[Saved entries]
· · · · ·
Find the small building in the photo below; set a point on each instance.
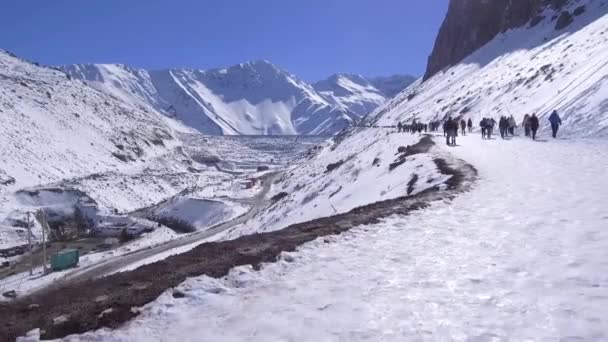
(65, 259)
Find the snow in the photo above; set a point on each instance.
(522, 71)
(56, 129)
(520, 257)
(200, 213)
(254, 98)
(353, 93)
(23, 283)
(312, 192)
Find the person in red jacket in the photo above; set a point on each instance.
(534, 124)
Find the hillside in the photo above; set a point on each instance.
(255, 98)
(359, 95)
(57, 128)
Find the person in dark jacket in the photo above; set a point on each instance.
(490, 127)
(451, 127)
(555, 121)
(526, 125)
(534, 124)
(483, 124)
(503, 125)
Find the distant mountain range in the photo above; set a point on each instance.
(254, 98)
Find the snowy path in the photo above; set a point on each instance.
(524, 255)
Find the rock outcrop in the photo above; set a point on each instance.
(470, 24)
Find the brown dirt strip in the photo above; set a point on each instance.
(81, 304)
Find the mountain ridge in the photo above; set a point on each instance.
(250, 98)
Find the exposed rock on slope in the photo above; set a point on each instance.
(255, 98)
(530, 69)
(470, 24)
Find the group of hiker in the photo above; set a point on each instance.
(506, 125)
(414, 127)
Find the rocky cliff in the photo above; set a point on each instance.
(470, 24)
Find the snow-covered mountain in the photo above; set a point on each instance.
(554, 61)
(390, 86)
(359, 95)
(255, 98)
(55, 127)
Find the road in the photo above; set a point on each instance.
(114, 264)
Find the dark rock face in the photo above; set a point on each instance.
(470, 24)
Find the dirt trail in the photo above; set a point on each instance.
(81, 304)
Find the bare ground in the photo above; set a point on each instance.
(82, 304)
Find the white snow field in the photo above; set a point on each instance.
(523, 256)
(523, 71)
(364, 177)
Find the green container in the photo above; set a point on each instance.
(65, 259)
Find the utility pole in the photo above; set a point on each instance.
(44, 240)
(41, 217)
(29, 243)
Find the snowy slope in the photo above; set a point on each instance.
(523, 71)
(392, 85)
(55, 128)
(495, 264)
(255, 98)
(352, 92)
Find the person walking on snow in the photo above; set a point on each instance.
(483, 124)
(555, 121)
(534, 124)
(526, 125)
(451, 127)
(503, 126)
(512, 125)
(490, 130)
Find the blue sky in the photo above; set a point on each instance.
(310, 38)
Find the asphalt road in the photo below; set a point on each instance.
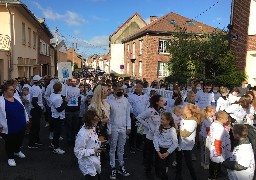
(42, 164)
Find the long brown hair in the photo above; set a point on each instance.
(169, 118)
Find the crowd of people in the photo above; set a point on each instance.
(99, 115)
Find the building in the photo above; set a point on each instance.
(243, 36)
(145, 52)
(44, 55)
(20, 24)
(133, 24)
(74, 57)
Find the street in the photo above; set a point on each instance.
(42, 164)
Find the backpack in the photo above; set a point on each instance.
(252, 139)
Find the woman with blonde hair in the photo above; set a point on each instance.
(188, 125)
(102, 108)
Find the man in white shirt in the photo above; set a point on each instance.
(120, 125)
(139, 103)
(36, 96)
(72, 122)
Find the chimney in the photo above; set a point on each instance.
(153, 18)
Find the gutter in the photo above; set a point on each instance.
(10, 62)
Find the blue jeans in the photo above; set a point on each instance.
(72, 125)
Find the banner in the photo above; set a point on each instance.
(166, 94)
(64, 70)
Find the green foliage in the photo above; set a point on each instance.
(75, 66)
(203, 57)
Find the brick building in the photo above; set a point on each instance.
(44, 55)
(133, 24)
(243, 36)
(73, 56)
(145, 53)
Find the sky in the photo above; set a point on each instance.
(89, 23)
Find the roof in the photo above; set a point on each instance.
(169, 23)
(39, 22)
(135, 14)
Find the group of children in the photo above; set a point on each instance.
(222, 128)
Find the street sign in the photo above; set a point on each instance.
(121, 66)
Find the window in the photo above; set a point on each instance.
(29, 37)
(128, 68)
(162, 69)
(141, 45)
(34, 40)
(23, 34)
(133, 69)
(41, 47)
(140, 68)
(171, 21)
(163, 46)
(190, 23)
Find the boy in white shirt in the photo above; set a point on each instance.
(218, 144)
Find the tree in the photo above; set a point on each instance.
· · · · ·
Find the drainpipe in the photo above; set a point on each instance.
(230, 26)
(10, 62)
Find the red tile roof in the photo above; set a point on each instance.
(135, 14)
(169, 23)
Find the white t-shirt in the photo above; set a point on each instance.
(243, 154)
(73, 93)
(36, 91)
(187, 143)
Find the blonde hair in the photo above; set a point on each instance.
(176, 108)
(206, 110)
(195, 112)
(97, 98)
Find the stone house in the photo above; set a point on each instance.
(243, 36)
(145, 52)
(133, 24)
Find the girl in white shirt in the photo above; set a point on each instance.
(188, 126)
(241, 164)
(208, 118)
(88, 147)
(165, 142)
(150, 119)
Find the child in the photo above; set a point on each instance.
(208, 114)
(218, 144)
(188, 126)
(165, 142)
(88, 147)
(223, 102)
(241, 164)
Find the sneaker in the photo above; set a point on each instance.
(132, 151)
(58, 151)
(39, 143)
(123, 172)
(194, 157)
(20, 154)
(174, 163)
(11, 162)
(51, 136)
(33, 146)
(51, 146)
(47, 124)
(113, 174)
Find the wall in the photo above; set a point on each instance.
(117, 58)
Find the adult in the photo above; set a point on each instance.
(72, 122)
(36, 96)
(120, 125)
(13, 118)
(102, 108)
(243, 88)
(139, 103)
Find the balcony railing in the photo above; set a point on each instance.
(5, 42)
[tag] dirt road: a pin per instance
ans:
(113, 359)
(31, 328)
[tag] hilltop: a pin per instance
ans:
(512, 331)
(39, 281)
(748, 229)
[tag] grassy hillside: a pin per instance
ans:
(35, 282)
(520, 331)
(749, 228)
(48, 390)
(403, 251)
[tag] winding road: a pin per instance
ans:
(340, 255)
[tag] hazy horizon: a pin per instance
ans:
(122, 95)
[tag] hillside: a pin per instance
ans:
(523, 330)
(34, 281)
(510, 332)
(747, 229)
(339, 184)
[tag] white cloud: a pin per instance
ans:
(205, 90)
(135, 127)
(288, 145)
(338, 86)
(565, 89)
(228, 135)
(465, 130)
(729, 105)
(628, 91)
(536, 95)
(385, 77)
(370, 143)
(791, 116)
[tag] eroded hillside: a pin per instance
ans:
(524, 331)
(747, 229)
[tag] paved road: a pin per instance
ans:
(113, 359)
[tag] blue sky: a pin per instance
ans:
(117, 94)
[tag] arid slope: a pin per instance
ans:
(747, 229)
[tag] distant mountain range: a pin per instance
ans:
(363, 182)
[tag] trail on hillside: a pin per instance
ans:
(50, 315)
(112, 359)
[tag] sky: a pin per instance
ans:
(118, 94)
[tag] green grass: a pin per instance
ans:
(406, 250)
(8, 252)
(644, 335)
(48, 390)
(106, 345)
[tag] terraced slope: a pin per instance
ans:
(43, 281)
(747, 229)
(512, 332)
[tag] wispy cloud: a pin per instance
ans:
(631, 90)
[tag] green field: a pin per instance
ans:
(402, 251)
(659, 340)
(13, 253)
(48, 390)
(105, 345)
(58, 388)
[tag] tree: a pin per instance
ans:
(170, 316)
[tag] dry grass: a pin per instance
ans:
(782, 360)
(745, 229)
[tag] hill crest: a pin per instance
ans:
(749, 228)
· · · · ·
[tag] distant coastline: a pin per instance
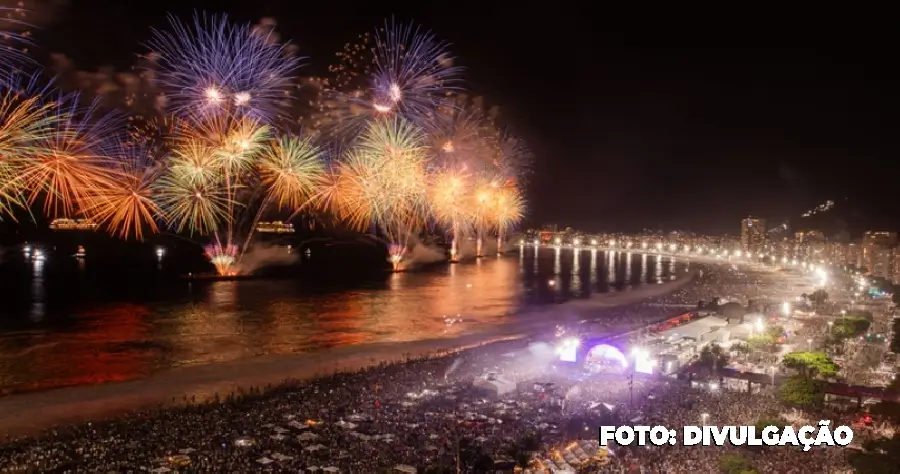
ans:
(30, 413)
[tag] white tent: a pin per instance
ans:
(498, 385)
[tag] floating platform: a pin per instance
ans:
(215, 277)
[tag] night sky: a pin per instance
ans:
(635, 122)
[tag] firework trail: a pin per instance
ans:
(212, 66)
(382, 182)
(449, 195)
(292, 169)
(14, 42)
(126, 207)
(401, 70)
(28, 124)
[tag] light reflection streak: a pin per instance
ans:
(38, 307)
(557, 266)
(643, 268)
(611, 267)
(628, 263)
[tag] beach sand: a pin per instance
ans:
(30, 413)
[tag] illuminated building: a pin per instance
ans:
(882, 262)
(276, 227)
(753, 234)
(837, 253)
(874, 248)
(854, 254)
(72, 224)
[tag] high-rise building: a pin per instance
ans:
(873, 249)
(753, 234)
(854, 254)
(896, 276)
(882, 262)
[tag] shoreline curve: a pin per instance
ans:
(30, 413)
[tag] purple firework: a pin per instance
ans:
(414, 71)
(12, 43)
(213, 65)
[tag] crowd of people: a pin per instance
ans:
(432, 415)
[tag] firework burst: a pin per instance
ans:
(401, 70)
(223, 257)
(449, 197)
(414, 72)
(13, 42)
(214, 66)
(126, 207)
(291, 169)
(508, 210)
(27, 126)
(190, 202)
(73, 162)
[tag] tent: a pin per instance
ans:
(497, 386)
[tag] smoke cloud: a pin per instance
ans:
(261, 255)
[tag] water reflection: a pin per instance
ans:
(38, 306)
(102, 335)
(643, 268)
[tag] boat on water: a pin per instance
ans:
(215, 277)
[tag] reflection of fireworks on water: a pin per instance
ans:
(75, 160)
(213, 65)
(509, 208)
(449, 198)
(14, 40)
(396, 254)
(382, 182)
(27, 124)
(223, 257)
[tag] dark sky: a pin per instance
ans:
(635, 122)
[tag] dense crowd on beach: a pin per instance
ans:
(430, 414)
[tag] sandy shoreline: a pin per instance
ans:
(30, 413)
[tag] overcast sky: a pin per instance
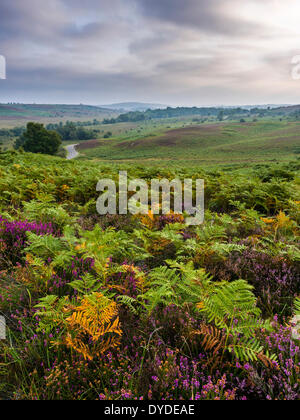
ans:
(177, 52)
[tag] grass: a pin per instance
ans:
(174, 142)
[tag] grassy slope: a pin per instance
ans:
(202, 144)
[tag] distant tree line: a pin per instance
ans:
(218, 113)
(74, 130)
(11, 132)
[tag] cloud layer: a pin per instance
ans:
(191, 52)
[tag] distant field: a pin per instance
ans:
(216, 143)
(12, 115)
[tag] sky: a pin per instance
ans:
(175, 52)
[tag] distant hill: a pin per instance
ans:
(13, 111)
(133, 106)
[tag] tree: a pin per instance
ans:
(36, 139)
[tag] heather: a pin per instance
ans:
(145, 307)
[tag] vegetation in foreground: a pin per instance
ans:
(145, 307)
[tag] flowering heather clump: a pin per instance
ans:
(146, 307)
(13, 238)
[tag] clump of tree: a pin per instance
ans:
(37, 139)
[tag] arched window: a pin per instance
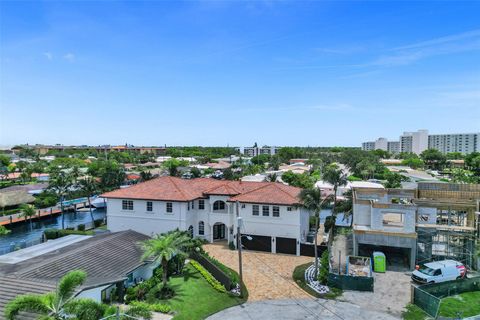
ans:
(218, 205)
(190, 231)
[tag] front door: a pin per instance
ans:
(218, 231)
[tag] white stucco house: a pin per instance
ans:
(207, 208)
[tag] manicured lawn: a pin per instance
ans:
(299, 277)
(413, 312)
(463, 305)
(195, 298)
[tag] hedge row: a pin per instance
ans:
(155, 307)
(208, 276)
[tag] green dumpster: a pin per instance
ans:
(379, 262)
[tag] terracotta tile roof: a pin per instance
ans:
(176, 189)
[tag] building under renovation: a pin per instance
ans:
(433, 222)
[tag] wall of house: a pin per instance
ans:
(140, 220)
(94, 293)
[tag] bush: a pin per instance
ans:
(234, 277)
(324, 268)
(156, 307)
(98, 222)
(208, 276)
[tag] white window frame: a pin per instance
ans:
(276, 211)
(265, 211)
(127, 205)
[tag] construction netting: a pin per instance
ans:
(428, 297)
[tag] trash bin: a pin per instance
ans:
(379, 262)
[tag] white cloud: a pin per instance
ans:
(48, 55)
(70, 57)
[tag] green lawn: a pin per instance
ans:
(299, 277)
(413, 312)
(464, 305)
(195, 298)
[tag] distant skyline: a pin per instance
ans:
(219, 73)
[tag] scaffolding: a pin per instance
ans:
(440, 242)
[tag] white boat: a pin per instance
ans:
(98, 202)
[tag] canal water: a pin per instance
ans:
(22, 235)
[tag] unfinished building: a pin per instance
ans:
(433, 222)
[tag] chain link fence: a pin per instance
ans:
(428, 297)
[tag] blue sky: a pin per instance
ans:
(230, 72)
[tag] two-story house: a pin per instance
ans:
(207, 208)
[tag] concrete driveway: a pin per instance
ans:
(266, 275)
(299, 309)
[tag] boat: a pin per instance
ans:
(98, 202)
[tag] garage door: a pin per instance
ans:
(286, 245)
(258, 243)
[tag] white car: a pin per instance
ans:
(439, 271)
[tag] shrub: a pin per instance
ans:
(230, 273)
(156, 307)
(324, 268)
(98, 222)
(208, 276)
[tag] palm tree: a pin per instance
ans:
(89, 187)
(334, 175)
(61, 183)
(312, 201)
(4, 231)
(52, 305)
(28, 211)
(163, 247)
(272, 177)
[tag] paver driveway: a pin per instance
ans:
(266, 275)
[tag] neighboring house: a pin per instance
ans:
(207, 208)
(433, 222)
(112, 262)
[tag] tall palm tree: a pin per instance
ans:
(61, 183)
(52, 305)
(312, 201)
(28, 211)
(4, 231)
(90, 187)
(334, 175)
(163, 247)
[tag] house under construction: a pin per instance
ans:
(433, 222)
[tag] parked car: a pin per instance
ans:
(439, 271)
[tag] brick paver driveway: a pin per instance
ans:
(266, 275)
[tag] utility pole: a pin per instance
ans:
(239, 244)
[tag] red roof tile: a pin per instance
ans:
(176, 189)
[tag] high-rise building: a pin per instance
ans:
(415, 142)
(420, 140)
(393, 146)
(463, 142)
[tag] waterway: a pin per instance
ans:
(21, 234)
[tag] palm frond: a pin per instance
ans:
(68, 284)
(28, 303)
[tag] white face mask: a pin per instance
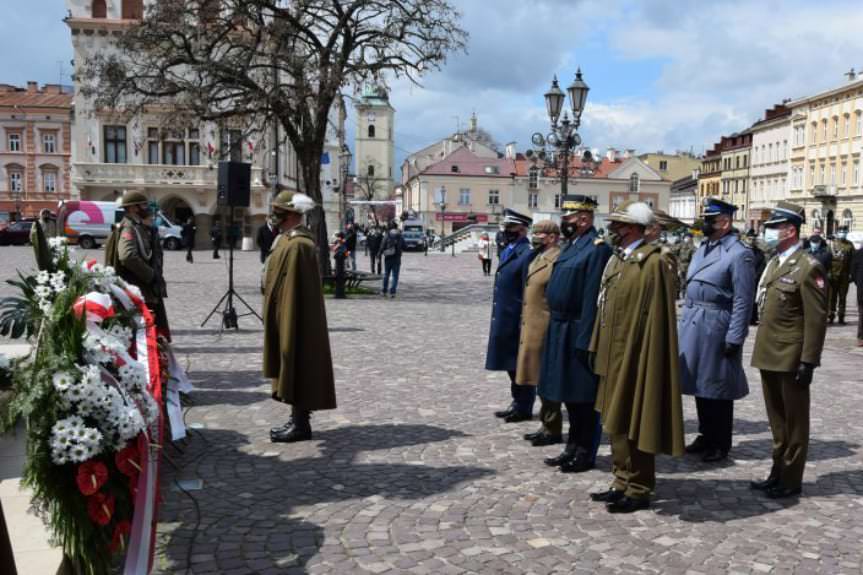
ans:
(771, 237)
· · · · ·
● Set problem:
Collect every line in the rows above that contains the word "snowy", copying each one in full. Case counts.

● Solution to this exercise:
Find the snowy path in the photo above; set a point on each instance.
Find the snowy slope in the photo above; set a point on each instance.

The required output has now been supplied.